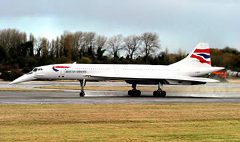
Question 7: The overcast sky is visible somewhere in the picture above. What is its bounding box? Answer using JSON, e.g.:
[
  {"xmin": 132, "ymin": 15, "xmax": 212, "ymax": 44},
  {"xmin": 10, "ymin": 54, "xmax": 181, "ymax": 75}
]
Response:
[{"xmin": 0, "ymin": 0, "xmax": 240, "ymax": 52}]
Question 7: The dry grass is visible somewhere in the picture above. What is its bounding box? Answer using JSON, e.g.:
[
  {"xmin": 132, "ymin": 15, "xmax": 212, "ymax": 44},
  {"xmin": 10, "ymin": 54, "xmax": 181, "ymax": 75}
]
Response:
[
  {"xmin": 36, "ymin": 85, "xmax": 240, "ymax": 93},
  {"xmin": 0, "ymin": 103, "xmax": 240, "ymax": 142}
]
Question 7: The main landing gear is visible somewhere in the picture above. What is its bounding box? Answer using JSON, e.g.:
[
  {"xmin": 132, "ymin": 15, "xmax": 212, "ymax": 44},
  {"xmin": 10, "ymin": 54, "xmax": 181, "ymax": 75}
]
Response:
[
  {"xmin": 128, "ymin": 82, "xmax": 166, "ymax": 97},
  {"xmin": 153, "ymin": 82, "xmax": 166, "ymax": 97},
  {"xmin": 128, "ymin": 83, "xmax": 141, "ymax": 97},
  {"xmin": 79, "ymin": 79, "xmax": 86, "ymax": 97}
]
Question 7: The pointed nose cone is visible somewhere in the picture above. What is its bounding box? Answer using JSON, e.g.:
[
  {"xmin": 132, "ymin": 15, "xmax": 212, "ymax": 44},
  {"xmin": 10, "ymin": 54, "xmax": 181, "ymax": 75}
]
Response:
[{"xmin": 9, "ymin": 74, "xmax": 36, "ymax": 85}]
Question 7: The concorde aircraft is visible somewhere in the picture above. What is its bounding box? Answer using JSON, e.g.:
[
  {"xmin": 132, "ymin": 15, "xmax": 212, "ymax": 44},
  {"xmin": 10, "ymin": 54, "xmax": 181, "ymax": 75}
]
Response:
[{"xmin": 10, "ymin": 43, "xmax": 224, "ymax": 97}]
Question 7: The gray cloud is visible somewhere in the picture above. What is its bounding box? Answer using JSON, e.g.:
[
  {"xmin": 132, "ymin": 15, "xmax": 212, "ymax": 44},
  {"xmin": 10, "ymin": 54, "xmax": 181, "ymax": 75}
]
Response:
[{"xmin": 0, "ymin": 0, "xmax": 240, "ymax": 51}]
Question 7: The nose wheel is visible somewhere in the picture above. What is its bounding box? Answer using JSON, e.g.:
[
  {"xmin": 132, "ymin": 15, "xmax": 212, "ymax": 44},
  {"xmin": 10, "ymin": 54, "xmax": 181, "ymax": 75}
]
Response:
[
  {"xmin": 153, "ymin": 82, "xmax": 166, "ymax": 98},
  {"xmin": 79, "ymin": 79, "xmax": 86, "ymax": 97},
  {"xmin": 128, "ymin": 83, "xmax": 141, "ymax": 97}
]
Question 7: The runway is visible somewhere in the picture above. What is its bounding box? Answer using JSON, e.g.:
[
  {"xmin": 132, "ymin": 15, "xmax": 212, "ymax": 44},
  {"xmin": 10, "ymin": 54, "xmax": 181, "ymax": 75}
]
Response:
[{"xmin": 0, "ymin": 82, "xmax": 240, "ymax": 104}]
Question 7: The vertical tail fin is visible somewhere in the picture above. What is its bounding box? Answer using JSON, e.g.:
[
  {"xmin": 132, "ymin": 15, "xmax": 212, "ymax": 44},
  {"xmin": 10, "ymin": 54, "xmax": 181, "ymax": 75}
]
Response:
[{"xmin": 171, "ymin": 43, "xmax": 211, "ymax": 67}]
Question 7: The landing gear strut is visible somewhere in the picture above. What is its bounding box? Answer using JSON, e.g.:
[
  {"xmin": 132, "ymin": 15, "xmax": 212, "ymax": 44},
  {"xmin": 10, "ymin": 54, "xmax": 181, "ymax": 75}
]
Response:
[
  {"xmin": 128, "ymin": 83, "xmax": 141, "ymax": 97},
  {"xmin": 79, "ymin": 79, "xmax": 86, "ymax": 97},
  {"xmin": 153, "ymin": 82, "xmax": 166, "ymax": 98}
]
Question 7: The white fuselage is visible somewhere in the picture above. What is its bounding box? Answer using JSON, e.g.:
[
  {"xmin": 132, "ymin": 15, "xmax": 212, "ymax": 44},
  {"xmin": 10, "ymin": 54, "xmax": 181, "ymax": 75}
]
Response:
[{"xmin": 33, "ymin": 64, "xmax": 220, "ymax": 80}]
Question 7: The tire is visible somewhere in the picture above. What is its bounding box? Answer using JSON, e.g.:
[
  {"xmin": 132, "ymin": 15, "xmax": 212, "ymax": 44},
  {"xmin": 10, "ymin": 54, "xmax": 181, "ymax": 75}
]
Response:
[{"xmin": 79, "ymin": 91, "xmax": 85, "ymax": 97}]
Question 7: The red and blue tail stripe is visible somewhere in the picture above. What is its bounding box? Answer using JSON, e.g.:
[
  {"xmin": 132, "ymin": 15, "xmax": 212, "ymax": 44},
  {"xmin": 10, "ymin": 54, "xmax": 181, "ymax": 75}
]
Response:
[{"xmin": 190, "ymin": 48, "xmax": 211, "ymax": 65}]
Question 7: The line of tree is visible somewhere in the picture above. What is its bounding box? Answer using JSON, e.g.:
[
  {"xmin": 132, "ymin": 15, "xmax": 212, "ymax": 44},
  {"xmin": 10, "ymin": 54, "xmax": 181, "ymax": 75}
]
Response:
[{"xmin": 0, "ymin": 29, "xmax": 240, "ymax": 80}]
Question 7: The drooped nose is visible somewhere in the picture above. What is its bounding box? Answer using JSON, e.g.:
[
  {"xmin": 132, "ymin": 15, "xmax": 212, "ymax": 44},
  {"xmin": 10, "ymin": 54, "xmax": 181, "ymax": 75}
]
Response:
[{"xmin": 9, "ymin": 74, "xmax": 36, "ymax": 85}]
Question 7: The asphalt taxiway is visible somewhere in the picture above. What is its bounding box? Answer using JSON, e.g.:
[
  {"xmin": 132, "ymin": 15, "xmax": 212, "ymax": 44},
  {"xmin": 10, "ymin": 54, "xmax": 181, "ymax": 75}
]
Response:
[{"xmin": 0, "ymin": 81, "xmax": 240, "ymax": 104}]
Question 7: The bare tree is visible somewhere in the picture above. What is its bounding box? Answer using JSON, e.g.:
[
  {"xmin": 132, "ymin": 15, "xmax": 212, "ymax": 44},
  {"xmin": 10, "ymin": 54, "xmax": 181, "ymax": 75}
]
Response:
[
  {"xmin": 107, "ymin": 35, "xmax": 123, "ymax": 58},
  {"xmin": 39, "ymin": 38, "xmax": 50, "ymax": 58},
  {"xmin": 84, "ymin": 32, "xmax": 96, "ymax": 57},
  {"xmin": 124, "ymin": 35, "xmax": 141, "ymax": 59},
  {"xmin": 0, "ymin": 29, "xmax": 27, "ymax": 58},
  {"xmin": 141, "ymin": 32, "xmax": 160, "ymax": 63},
  {"xmin": 95, "ymin": 35, "xmax": 107, "ymax": 60}
]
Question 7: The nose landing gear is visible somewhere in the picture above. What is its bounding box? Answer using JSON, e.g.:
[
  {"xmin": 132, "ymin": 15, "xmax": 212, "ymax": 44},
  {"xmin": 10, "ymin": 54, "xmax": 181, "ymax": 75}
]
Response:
[
  {"xmin": 153, "ymin": 82, "xmax": 166, "ymax": 98},
  {"xmin": 128, "ymin": 83, "xmax": 141, "ymax": 97}
]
····················
• **Exercise task**
Copy out every line of the listing above without any changes, leaving out the pictures.

• **Final result**
Question 7: The overcast sky is visible somewhere in the picture above. What is its bounding box? Answer using JSON, e.g.:
[
  {"xmin": 132, "ymin": 15, "xmax": 212, "ymax": 44},
  {"xmin": 10, "ymin": 54, "xmax": 181, "ymax": 75}
]
Response:
[{"xmin": 0, "ymin": 0, "xmax": 240, "ymax": 52}]
Question 7: The dry grass is visible somewhere in the picture above. What is its bounding box? Answer using JSON, e.g.:
[
  {"xmin": 132, "ymin": 15, "xmax": 212, "ymax": 44},
  {"xmin": 10, "ymin": 54, "xmax": 181, "ymax": 75}
]
Response:
[
  {"xmin": 36, "ymin": 85, "xmax": 240, "ymax": 93},
  {"xmin": 0, "ymin": 103, "xmax": 240, "ymax": 142}
]
Question 7: The main landing gear is visible somewhere in the picture above. What is its bounding box? Answer using JSON, e.g.:
[
  {"xmin": 132, "ymin": 15, "xmax": 212, "ymax": 44},
  {"xmin": 10, "ymin": 54, "xmax": 181, "ymax": 75}
]
Response:
[
  {"xmin": 128, "ymin": 82, "xmax": 166, "ymax": 97},
  {"xmin": 153, "ymin": 82, "xmax": 166, "ymax": 97},
  {"xmin": 128, "ymin": 83, "xmax": 141, "ymax": 97},
  {"xmin": 79, "ymin": 79, "xmax": 86, "ymax": 97}
]
Question 7: The pointed nose cone is visible somewhere in the picture above. What is its bounding box? Answer using JSON, e.g.:
[
  {"xmin": 132, "ymin": 15, "xmax": 212, "ymax": 44},
  {"xmin": 10, "ymin": 54, "xmax": 181, "ymax": 75}
]
Response:
[{"xmin": 9, "ymin": 74, "xmax": 36, "ymax": 85}]
Question 7: The concorde aircraft is visible somewhere in the picture above. What is its bounding box? Answer using JSON, e.g.:
[
  {"xmin": 132, "ymin": 15, "xmax": 212, "ymax": 44},
  {"xmin": 10, "ymin": 54, "xmax": 181, "ymax": 75}
]
Response:
[{"xmin": 10, "ymin": 43, "xmax": 224, "ymax": 97}]
Question 7: The gray cloud is visible somewhere in the picture above. What is its bounding box? Answer using JSON, e.g.:
[
  {"xmin": 132, "ymin": 15, "xmax": 212, "ymax": 44},
  {"xmin": 10, "ymin": 54, "xmax": 181, "ymax": 75}
]
Response:
[{"xmin": 0, "ymin": 0, "xmax": 240, "ymax": 51}]
Question 7: The nose wheel is visible somewhere in the picture above. What is its bounding box? Answer using JSON, e.g.:
[
  {"xmin": 132, "ymin": 15, "xmax": 212, "ymax": 44},
  {"xmin": 10, "ymin": 54, "xmax": 181, "ymax": 75}
]
Response:
[
  {"xmin": 153, "ymin": 82, "xmax": 166, "ymax": 98},
  {"xmin": 79, "ymin": 79, "xmax": 86, "ymax": 97},
  {"xmin": 128, "ymin": 83, "xmax": 141, "ymax": 97}
]
Question 7: The runway is visible somewhere in the picture above. What is its bounding box? Answer using JSON, e.g.:
[
  {"xmin": 132, "ymin": 15, "xmax": 212, "ymax": 44},
  {"xmin": 10, "ymin": 54, "xmax": 181, "ymax": 75}
]
Response:
[{"xmin": 0, "ymin": 82, "xmax": 240, "ymax": 104}]
Question 7: The vertical tail fin is visible somewhere in the picture above. What is its bounding box? Answer using JSON, e.g.:
[
  {"xmin": 132, "ymin": 15, "xmax": 212, "ymax": 44},
  {"xmin": 10, "ymin": 54, "xmax": 181, "ymax": 75}
]
Response:
[{"xmin": 171, "ymin": 43, "xmax": 211, "ymax": 67}]
Question 7: The landing gear strut is visible somewhere in the picture above. What is its bounding box? Answer using JSON, e.g.:
[
  {"xmin": 132, "ymin": 15, "xmax": 212, "ymax": 44},
  {"xmin": 10, "ymin": 54, "xmax": 181, "ymax": 75}
]
Response:
[
  {"xmin": 128, "ymin": 83, "xmax": 141, "ymax": 97},
  {"xmin": 79, "ymin": 79, "xmax": 86, "ymax": 97},
  {"xmin": 153, "ymin": 82, "xmax": 166, "ymax": 98}
]
Question 7: The white fuselage is visible somewhere in the picture above. What is its bounding box? Answer using JSON, e.g.:
[
  {"xmin": 132, "ymin": 15, "xmax": 212, "ymax": 44},
  {"xmin": 10, "ymin": 54, "xmax": 181, "ymax": 75}
]
Response:
[{"xmin": 33, "ymin": 64, "xmax": 220, "ymax": 80}]
Question 7: The tire is visible somewhere in the picture above. What is its bounding box? Answer using JSON, e.g.:
[
  {"xmin": 132, "ymin": 15, "xmax": 212, "ymax": 44},
  {"xmin": 10, "ymin": 54, "xmax": 181, "ymax": 75}
]
Response:
[{"xmin": 79, "ymin": 91, "xmax": 85, "ymax": 97}]
Question 7: The red and blue tail stripe is visible somewhere in the picture above. What is its bounding box? Answer using JSON, e.g.:
[
  {"xmin": 132, "ymin": 15, "xmax": 212, "ymax": 44},
  {"xmin": 10, "ymin": 54, "xmax": 181, "ymax": 75}
]
Response:
[{"xmin": 190, "ymin": 48, "xmax": 211, "ymax": 65}]
Question 7: The line of tree is visible somewhere in the picture above. What is its bounding box? Answer using JSON, e.g.:
[
  {"xmin": 132, "ymin": 15, "xmax": 212, "ymax": 44},
  {"xmin": 10, "ymin": 54, "xmax": 181, "ymax": 75}
]
Response:
[{"xmin": 0, "ymin": 29, "xmax": 240, "ymax": 80}]
Question 7: The drooped nose is visible somewhere in the picture above. What is its bounding box? Answer using JSON, e.g.:
[
  {"xmin": 132, "ymin": 15, "xmax": 212, "ymax": 44},
  {"xmin": 10, "ymin": 54, "xmax": 181, "ymax": 75}
]
Response:
[{"xmin": 9, "ymin": 74, "xmax": 36, "ymax": 85}]
Question 7: The asphalt taxiway is visible somewhere in the picture above. What is its bounding box? Answer using JSON, e.g.:
[
  {"xmin": 132, "ymin": 15, "xmax": 212, "ymax": 44},
  {"xmin": 10, "ymin": 54, "xmax": 181, "ymax": 75}
]
Response:
[{"xmin": 0, "ymin": 81, "xmax": 240, "ymax": 104}]
Question 7: The bare tree is visible somewhere in the picture above. What is its bounding box? Answer using JSON, e.g.:
[
  {"xmin": 132, "ymin": 15, "xmax": 212, "ymax": 44},
  {"xmin": 10, "ymin": 54, "xmax": 181, "ymax": 75}
]
Response:
[
  {"xmin": 107, "ymin": 35, "xmax": 123, "ymax": 58},
  {"xmin": 39, "ymin": 38, "xmax": 50, "ymax": 58},
  {"xmin": 84, "ymin": 32, "xmax": 96, "ymax": 57},
  {"xmin": 124, "ymin": 35, "xmax": 141, "ymax": 59},
  {"xmin": 0, "ymin": 29, "xmax": 27, "ymax": 58},
  {"xmin": 141, "ymin": 32, "xmax": 160, "ymax": 63},
  {"xmin": 95, "ymin": 35, "xmax": 107, "ymax": 60}
]
Question 7: The nose landing gear is visible somewhere in the picture above. What is its bounding box? Answer using JSON, e.g.:
[
  {"xmin": 132, "ymin": 15, "xmax": 212, "ymax": 44},
  {"xmin": 10, "ymin": 54, "xmax": 181, "ymax": 75}
]
Response:
[
  {"xmin": 153, "ymin": 82, "xmax": 166, "ymax": 98},
  {"xmin": 128, "ymin": 83, "xmax": 141, "ymax": 97}
]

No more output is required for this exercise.